- 確認問題
(1) 本文を読んで、次の問いに答えてください。
(a) ロンサーフ®配合錠の成分は何ですか。
(b) 1日に何回、いつ飲みますか。
(c) 飲み忘れた場合はどうすればよいですか。
(2) 本文の「飲み方注意! ロンサーフ®の正しい服用方法」で始まり「今回はこのロンサーフ®という薬について簡単にまとめてみましょう。」で終わる部分を、「変則的な」を「不規則な」に入れ替えて書き直してください。

- 本文
____

飲み方注意! ロンサーフ®の正しい服用方法
病院で処方される薬は、痛い時だけ飲むというような頓用の薬でない限り、毎日服用することが多いのですが、週に1回とか、2週間飲んで1週間休むというような変則的な飲み方をするものがあります。
そういった飲み方が特殊な薬の一つにロンサーフ®という薬があります。
今回はこのロンサーフ®という薬について簡単にまとめてみましょう。
【ロンサーフ®配合錠】
参考:ロンサーフ配合錠の添付文書
成分:
トリフルリジン、チピラシル塩酸塩
効能・効果:
治癒切除不能な進行・再発の結腸・直腸がん
用法・用量:
1回量
⇒ 体表面積に応じた量 (トリフルリジンとして35mg/m2/回)
服用タイミング
⇒ 1日2回 朝夕食後
服用日
⇒ 5日間服用、2日間休薬、5日間服用、2日間休薬、さらに14日間休薬
この28日間を1クールとして繰り返し
服用日は複雑ですので、医師や薬剤師の指示をしっかり確認するようにしましょう。いつが服用する日なのか、いつが服用しない日なのか、しっかり把握しましょう。
服用日も特徴的ですが、この薬は空腹時も避けて飲む必要があります。空腹時に服用すると主成分であるトリフルリジンの血中濃度が上がり、副作用が強く出るという報告があるためです。飲み忘れた場合は、飲み忘れた分を服用せず、次の分から食後に服用してください。絶対に2回分を一度に飲んではいけません。

____

- 資料
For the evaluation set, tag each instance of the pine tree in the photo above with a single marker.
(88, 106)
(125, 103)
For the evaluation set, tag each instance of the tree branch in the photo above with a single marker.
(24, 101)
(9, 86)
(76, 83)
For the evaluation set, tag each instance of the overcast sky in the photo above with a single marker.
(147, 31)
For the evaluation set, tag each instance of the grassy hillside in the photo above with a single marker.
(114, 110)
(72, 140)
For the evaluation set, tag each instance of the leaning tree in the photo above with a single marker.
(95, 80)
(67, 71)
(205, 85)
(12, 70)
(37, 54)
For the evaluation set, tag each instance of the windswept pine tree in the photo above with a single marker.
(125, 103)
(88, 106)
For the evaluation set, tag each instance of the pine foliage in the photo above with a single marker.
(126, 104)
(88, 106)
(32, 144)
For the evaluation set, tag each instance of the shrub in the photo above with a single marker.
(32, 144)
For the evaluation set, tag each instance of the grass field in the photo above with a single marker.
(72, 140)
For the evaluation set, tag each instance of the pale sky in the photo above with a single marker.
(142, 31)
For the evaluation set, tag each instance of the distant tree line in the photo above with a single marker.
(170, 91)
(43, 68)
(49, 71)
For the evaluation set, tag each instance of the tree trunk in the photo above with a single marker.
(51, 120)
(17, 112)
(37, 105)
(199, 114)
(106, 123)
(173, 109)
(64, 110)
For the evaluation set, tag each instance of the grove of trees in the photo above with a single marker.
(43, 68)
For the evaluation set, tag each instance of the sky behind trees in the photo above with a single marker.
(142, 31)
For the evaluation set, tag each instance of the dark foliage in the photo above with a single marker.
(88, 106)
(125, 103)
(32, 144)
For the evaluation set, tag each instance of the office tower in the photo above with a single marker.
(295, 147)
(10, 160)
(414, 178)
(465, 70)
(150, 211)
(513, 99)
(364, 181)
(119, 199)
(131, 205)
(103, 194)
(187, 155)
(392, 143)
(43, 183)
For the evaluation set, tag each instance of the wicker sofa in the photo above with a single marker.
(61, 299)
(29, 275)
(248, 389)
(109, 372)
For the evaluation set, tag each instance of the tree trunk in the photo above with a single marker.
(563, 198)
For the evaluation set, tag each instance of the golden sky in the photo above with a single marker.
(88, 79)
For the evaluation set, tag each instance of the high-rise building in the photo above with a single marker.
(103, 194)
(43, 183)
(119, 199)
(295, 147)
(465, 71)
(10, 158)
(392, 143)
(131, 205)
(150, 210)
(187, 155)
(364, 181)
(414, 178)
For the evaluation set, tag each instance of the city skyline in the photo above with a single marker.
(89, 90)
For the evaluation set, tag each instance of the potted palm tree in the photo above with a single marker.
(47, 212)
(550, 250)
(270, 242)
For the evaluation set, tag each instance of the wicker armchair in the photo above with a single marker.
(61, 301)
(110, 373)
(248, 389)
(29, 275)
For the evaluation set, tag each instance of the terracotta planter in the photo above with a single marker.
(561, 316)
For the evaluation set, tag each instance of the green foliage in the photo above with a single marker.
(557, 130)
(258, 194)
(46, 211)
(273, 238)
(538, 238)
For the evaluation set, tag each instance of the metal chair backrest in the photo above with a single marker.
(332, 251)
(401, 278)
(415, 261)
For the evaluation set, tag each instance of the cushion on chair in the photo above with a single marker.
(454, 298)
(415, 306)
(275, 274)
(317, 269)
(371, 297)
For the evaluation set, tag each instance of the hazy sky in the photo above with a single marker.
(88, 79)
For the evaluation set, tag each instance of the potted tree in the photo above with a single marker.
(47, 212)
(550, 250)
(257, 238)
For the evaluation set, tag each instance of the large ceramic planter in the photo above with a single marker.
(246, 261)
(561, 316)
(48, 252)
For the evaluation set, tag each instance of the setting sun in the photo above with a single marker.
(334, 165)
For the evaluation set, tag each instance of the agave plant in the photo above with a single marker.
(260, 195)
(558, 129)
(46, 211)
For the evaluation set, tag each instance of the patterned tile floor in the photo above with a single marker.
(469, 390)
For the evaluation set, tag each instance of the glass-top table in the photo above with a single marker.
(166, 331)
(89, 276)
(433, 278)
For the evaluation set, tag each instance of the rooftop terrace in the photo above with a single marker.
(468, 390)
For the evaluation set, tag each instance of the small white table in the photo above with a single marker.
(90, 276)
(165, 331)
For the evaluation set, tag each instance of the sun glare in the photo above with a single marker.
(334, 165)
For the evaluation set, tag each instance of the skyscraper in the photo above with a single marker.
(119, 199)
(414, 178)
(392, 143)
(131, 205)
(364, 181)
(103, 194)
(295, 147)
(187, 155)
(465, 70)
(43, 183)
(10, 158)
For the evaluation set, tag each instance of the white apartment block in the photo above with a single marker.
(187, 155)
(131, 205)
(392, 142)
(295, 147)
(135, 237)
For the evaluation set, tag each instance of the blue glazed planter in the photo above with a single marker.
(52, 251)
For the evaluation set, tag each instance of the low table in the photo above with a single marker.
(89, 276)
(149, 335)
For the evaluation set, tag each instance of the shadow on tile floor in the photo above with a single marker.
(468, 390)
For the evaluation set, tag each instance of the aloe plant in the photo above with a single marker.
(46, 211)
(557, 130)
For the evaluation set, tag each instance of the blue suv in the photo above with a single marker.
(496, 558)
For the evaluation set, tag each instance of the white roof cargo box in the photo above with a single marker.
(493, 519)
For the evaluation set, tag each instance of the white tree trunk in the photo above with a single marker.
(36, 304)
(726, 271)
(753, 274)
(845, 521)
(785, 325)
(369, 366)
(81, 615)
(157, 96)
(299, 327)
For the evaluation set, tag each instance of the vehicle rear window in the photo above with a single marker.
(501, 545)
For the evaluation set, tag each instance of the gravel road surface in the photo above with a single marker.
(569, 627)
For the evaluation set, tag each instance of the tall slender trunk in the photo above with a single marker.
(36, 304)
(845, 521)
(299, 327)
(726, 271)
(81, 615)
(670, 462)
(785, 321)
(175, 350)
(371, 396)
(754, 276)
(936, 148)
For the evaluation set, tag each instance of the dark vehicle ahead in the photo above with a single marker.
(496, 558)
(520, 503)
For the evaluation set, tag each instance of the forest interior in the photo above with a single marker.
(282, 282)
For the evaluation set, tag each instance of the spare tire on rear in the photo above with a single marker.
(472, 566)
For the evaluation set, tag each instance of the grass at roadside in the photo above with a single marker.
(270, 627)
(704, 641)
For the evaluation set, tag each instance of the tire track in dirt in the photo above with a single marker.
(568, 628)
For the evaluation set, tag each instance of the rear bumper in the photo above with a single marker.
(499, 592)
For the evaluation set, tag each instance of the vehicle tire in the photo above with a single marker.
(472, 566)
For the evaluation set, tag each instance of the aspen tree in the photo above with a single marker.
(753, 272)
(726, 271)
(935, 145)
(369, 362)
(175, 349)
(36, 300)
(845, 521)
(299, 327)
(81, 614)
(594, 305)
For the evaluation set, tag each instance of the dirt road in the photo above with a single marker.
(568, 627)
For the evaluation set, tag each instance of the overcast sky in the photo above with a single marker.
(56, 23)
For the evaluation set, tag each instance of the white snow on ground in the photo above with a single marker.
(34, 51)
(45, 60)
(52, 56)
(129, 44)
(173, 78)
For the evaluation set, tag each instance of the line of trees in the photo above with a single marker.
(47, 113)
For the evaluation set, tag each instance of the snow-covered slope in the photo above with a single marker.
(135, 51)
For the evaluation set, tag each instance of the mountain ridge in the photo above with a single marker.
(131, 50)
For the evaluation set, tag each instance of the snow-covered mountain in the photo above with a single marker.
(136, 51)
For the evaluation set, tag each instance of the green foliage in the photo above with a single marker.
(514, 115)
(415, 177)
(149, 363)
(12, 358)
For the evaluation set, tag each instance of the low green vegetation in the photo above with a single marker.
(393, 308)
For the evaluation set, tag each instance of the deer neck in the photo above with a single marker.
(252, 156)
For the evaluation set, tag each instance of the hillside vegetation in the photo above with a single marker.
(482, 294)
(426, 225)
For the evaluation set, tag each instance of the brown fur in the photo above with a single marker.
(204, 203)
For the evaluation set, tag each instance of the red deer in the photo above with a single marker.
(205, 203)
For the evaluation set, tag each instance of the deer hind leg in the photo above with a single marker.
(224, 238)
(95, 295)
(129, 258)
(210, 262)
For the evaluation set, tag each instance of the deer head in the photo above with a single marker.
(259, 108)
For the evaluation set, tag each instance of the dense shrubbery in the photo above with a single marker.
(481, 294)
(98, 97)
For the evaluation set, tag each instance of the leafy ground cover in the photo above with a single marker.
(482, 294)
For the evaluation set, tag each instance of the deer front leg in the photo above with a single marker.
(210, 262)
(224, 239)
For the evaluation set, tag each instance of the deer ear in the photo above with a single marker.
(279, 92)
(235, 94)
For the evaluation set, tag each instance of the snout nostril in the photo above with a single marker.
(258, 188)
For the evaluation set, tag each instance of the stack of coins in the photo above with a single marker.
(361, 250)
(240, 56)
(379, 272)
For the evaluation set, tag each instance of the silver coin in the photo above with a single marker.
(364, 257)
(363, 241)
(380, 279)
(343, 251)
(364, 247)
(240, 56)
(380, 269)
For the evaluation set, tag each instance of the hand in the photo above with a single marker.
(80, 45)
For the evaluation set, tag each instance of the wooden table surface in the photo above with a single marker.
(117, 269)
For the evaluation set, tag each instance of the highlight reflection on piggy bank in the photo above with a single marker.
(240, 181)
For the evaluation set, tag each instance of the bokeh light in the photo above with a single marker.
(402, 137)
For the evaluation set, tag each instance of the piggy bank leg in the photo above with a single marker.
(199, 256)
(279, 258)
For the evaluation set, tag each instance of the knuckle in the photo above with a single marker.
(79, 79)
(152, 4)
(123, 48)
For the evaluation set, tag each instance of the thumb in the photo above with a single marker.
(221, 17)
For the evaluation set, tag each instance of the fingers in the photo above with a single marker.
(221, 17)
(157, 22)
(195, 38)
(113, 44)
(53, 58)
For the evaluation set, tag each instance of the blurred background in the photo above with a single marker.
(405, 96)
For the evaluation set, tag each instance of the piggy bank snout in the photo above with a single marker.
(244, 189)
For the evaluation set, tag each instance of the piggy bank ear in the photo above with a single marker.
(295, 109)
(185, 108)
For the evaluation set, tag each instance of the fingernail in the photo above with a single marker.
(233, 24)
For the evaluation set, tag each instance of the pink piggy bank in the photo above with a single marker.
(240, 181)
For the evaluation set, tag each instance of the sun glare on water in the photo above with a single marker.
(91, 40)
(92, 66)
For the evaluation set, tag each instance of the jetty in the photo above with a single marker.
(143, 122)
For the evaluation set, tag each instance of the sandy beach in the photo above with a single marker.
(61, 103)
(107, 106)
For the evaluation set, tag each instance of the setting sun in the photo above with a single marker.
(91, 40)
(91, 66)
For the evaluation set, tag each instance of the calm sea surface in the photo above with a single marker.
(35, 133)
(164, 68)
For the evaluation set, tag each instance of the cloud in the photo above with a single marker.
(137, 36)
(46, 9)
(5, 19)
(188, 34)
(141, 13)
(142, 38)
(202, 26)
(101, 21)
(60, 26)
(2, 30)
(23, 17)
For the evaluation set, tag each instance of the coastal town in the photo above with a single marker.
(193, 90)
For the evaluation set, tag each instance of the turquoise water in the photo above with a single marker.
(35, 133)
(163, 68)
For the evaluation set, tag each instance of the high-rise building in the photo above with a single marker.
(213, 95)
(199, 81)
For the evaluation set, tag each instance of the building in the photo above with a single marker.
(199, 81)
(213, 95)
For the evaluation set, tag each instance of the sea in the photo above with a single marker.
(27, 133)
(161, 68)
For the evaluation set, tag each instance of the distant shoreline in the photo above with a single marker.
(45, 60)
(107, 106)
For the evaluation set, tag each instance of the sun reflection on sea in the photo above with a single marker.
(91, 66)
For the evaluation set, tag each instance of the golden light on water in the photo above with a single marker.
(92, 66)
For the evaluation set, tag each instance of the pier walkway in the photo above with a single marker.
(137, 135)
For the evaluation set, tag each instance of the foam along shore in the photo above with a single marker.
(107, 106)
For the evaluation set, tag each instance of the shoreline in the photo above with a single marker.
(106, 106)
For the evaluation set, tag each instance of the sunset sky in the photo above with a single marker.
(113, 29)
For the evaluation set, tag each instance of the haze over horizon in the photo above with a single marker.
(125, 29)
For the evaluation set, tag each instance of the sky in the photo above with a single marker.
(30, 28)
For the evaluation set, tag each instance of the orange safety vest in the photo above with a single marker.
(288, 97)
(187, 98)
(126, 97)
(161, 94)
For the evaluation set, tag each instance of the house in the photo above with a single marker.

____

- 解答
(1)
(a) トリフルリジンとチピラシル塩酸塩です。
(b) 1日2回、朝食後と夕食後に飲みます。
(c) 飲み忘れた分は飲まず、次の分から食後に飲みます。

(2)
飲み方注意! ロンサーフ®の正しい服用方法
病院で処方される薬は、痛い時だけ飲むというような頓用の薬でない限り、毎日服用することが多いのですが、週に1回とか、2週間飲んで1週間休むというような不規則な飲み方をするものがあります。
そういった飲み方が特殊な薬の一つにロンサーフ®という薬があります。
今回はこのロンサーフ®という薬について簡単にまとめてみましょう。